● **SELECTION**
►
5 min read

Are You A Real Trader? 5 Things That Pro Traders Do Differently

The problem in trading is that there is no surefire path to success whereas all our lives we are used to being told what to do and which steps to follow in order to get to where we want to go. From early on, we follow the advice of our parents, we listen to our teachers, we take the courses that we need, we study the books and topics that will be tested in the exam, we do the tasks our boss tells us to do and we follow the standard operating procedures.

Our society is a follower-society without a lot of free thinkers or autonomous doers. The majority of people are employees instead of self-employed, and even if people decide to become entrepreneurs themselves, the failure rate of new businesses is extremely high – not because it’s so hard, but because life hasn’t prepared us for independent thinking and working autonomously. But don’t get me wrong, there is nothing wrong with being employed to begin with – this article is just meant to highlight the problems for traders that come with a lack of independent thinking.

Being your own boss and ‘being able to do what you want’ sounds great and like a lot of freedom, but once it comes to being practical and putting in the work, although no one tells you what to do, that’s where the problems start. If you want to become a successful trader, you have to make sure to avoid the common problems below.
◄
● **CHALLENGE**
Copy the pro traders article from "The problem in" up to and including "standard operating procedures.", swapping "parents" for "guardians".

● **SUPPLIED MATERIAL**
►
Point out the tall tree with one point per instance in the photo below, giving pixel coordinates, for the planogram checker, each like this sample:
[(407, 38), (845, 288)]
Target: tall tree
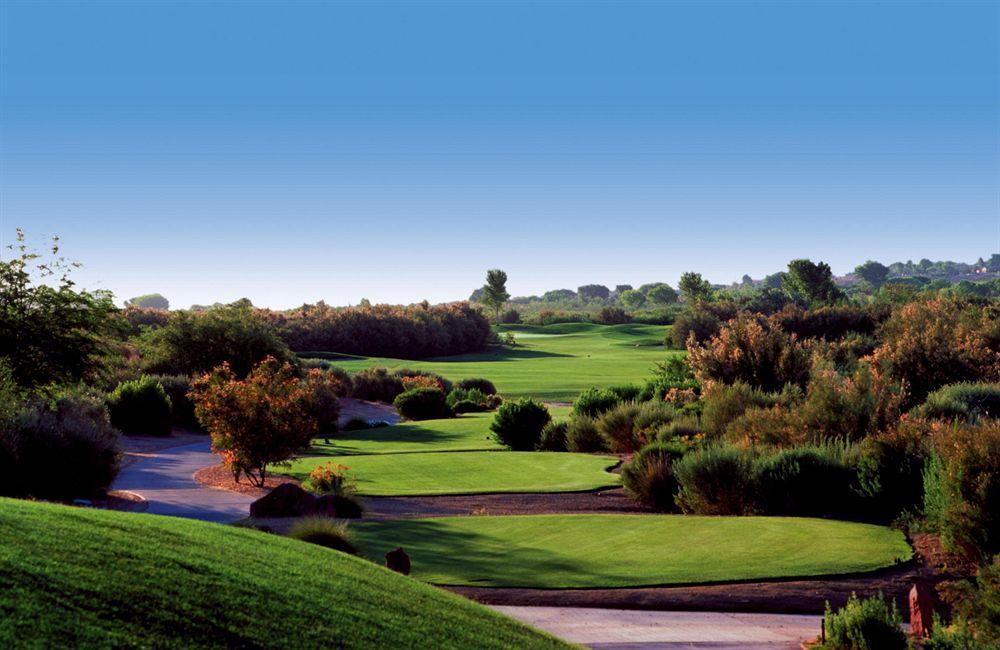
[(495, 294), (695, 288), (873, 273), (811, 283)]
◄
● **REPLY**
The problem in trading is that there is no surefire path to success whereas all our lives we are used to being told what to do and which steps to follow in order to get to where we want to go. From early on, we follow the advice of our guardians, we listen to our teachers, we take the courses that we need, we study the books and topics that will be tested in the exam, we do the tasks our boss tells us to do and we follow the standard operating procedures.